<<<<
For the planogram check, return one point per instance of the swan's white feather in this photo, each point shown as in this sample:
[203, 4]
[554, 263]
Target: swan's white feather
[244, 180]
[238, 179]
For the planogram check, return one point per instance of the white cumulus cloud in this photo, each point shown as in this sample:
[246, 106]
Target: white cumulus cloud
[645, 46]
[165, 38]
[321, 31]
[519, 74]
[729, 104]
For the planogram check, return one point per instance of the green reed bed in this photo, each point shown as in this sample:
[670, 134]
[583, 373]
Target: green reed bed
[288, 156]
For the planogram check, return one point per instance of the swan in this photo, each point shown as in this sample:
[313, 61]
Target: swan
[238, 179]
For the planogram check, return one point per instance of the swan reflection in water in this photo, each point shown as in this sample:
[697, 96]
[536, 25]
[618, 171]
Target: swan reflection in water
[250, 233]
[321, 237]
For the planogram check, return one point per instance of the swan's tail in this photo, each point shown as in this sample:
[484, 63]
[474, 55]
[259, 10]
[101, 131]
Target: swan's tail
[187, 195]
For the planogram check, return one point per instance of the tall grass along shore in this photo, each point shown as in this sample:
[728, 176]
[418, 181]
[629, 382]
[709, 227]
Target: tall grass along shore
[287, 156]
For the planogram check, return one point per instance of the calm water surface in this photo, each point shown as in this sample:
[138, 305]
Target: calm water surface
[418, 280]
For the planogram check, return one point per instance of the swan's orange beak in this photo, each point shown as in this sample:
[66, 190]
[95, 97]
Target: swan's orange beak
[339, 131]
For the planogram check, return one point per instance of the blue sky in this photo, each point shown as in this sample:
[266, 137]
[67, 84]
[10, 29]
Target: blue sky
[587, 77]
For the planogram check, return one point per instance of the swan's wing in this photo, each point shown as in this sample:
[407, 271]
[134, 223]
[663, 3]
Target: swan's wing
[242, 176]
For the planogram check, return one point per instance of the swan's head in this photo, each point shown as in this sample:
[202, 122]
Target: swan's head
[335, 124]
>>>>
**What the exercise asks**
Reproduce the material above, every line of it, exactly.

**Task answer**
For the planogram check, return one point per instance of the swan's white feather in this photo, each point shown as in this sample:
[203, 4]
[554, 263]
Target: swan's white feather
[244, 180]
[238, 179]
For the planogram check, return one point per instance of the white cumulus cloud in this photo, each point shown as in this sample:
[246, 106]
Target: white cumulus cloud
[645, 46]
[165, 38]
[321, 31]
[519, 74]
[729, 104]
For the planogram check, return one point per instance of the green reed bed in this photo, each point shown as in this sample:
[670, 134]
[583, 373]
Target: green reed bed
[288, 156]
For the planogram check, return one point per instance of the swan in this photo, each point shown as in this sample:
[313, 61]
Target: swan
[238, 179]
For the planogram check, return one point per instance of the swan reflection in water in this photo, each point shown as in this sample:
[697, 96]
[536, 25]
[618, 171]
Target: swan reflection in water
[250, 233]
[321, 237]
For the planogram check, return one point per instance of the swan's tail in this photo, each point shown as in this sample:
[484, 63]
[474, 55]
[259, 10]
[101, 131]
Target: swan's tail
[187, 195]
For the planogram check, return one point per instance of the tall grass along shore in this photo, each point shown as in this sample:
[728, 176]
[418, 181]
[629, 382]
[709, 227]
Target: tall grass along shore
[287, 156]
For the planogram check, return one point per instance of the calm water surface in this photo, each point shown as in this sample:
[138, 305]
Target: calm water surface
[418, 280]
For the planogram check, return one point per instance of the swan's orange beak in this photo, each point shown as in this sample:
[66, 190]
[95, 97]
Target: swan's orange beak
[339, 131]
For the planogram check, return one point per instance of the blue sky in this photo, each point shown as in this sample:
[266, 137]
[67, 84]
[10, 29]
Target: blue sky
[587, 77]
For the planogram check, return one point per instance of the swan's wing in this photo, each point shown as in this sample:
[407, 271]
[134, 223]
[663, 3]
Target: swan's wing
[242, 176]
For the planogram check, return one point per instance of the swan's head in this photo, each point shown as in this sample:
[202, 122]
Target: swan's head
[335, 124]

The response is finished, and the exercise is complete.